:: SHORT PROBLEM A ::
According to the report on the Greek strikes, which famous archeological site was closed to tourists?
:: SHORT PROBLEM B ::
In the report on the Greek strikes, substitute "pepper spray" for "tear gas" and give the passage from "Scuffles were reported" to "says reporter Carassava.".
:: SHORT PROBLEM C ::
Pick up the report on the Greek strikes at its last sentence and carry it on.

:: TEXT EXCERPT ::
----------
For the second time in two weeks, Greece's powerful trade unions and strikers paralyzed the country.
Public transport links were almost completely shut down, flights in and out Athens canceled, offices closed and even famous archeological sites such as the Acropolis closed to tourists.
Reporter Anthee Carassava spoke to VOA from the protest marches in central Athens and described the scene.
"I am in the center of Athens, in the business part of town where by some accounts more than 30,000 wage earners, laborers have taken to the streets to voice their discontent, to chant slogans against the government and measures that is has taken," said Carassava.
Scuffles were reported on the fringes of the protests, with police firing tear gas at demonstrators. Police say the clashes broke out when rock-throwing youths tried to storm a building near parliament.
The Greek economy is in crisis with a spiraling public debt of nearly 13 percent - more than four times higher than allowed under the rules of the eurozone, to which Greece belongs. The government is under pressure to bring its debt and spending under control and has been warned by its EU partners further austerity measures may be needed if the current proposed cutbacks are not sufficient.
The government's austerity measures include freezing public sector salaries, raising the average retirement age by 2015, raising taxes on gasoline, alcohol and tobacco and cracking down on tax evaders.
Some of those measures have people upset, says reporter Carassava.
----------
:: DATA PROVIDED ::
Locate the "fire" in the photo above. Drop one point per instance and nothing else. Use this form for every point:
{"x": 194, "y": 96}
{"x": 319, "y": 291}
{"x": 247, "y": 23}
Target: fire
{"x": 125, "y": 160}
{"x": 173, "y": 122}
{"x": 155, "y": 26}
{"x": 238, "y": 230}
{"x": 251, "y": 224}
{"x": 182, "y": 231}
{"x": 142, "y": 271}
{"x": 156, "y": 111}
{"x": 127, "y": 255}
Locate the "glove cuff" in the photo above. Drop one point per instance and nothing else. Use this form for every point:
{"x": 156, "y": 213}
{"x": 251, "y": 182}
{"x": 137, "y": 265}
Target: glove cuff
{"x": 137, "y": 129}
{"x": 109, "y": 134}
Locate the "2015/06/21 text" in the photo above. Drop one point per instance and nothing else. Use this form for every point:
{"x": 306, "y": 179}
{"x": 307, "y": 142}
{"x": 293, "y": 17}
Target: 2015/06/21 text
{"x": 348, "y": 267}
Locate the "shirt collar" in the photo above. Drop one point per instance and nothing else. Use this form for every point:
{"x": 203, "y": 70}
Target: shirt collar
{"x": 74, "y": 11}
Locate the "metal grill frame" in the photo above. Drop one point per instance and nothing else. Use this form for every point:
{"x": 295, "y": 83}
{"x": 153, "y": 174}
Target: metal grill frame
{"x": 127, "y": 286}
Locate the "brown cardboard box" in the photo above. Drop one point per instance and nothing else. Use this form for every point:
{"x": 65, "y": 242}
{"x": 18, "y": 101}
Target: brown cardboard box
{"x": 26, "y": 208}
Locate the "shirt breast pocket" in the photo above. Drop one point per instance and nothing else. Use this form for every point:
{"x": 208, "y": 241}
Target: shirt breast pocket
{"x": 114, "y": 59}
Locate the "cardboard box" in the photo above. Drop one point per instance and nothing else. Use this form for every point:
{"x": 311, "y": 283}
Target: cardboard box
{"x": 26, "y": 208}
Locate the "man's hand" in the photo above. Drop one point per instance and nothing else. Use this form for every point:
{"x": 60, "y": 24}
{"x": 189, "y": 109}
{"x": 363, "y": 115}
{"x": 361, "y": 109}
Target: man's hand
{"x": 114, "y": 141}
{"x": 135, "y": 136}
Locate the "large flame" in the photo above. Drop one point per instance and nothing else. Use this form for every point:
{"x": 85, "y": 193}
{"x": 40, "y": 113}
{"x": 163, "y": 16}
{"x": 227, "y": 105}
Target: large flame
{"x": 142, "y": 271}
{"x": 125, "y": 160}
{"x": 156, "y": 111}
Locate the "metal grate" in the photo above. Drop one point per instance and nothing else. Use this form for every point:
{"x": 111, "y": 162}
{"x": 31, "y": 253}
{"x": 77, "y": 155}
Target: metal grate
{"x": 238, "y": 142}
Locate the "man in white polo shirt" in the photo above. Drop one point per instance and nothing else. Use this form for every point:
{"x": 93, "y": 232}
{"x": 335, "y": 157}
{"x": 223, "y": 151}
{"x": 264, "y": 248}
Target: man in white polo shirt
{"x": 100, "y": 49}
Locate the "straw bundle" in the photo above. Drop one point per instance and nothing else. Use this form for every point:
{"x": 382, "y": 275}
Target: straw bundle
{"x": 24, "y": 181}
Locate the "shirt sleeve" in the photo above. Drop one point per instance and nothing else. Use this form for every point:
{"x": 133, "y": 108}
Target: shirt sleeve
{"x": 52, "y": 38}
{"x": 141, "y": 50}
----------
:: EXERCISE RESULT A ::
The Acropolis.

:: EXERCISE RESULT B ::
Scuffles were reported on the fringes of the protests, with police firing pepper spray at demonstrators. Police say the clashes broke out when rock-throwing youths tried to storm a building near parliament.
The Greek economy is in crisis with a spiraling public debt of nearly 13 percent - more than four times higher than allowed under the rules of the eurozone, to which Greece belongs. The government is under pressure to bring its debt and spending under control and has been warned by its EU partners further austerity measures may be needed if the current proposed cutbacks are not sufficient.
The government's austerity measures include freezing public sector salaries, raising the average retirement age by 2015, raising taxes on gasoline, alcohol and tobacco and cracking down on tax evaders.
Some of those measures have people upset, says reporter Carassava.

:: EXERCISE RESULT C ::
"The overriding complaint that I am hearing here, having spoken to several of these protesters is not that they are against the government taking austerity measures, but the injustice of the working class having to endure the majority of these measures," said Carassava.
But the government has little choice, says London School of Economics Greek Studies professor Kevin Featherstone.
"It simply is not possible for Greece to correct its position and undertake the necessary reforms without the burden being shared across society, including those who are out on the streets this week," he said.
Reform of pension and public sector spending is long overdue, says Featherstone. Despite the protests, he says there appears to be a shift in public opinion toward meaningful reforms.
"Recent opinion polls are showing a shift in public opinion - 2/3 to 3/4 of Greeks support reform measures, according to the opinion polls. There is a recognition I think, that this time there has to be serious reform," he said.
But Featherstone predicts there will likely be more strikes to come.
Many Greeks have been angered by the lack of concrete help from the European Union. The European Union has offered moral support, but no financial bail-out.